* [Rows]

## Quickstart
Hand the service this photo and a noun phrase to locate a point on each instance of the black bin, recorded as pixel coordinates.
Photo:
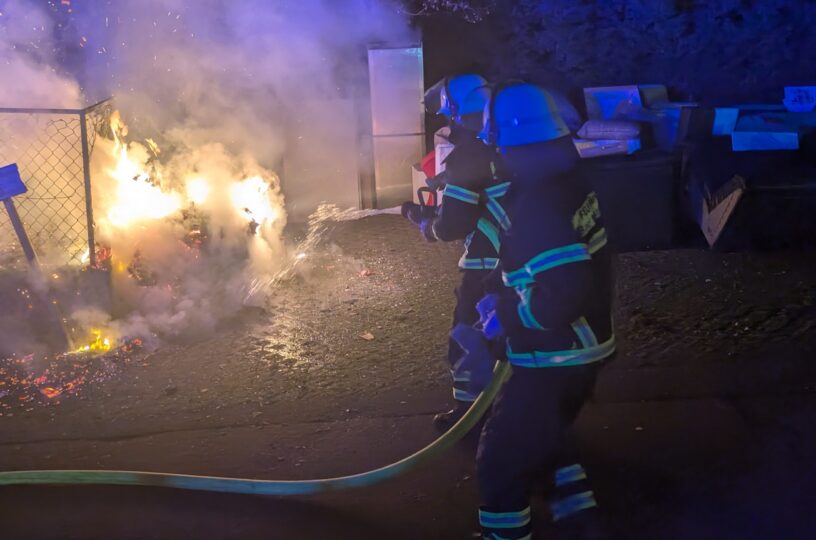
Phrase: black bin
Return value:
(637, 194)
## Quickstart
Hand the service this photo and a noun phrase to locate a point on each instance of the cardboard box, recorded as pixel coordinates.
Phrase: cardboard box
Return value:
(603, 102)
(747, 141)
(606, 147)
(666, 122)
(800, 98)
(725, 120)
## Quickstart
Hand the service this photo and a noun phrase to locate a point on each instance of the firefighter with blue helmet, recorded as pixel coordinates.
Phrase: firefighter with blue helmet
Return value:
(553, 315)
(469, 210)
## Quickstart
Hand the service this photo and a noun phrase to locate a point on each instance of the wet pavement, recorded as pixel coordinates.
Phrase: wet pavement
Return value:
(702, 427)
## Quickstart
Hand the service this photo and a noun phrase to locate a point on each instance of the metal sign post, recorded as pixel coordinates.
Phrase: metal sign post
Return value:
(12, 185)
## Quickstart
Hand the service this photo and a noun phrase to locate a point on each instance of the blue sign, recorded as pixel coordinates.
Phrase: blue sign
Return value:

* [Task instructions] Count the lines in the entries above that contain the word "pavement", treating uppercase and lowercase as different. Reply with the number alone.

* [Written solution] 2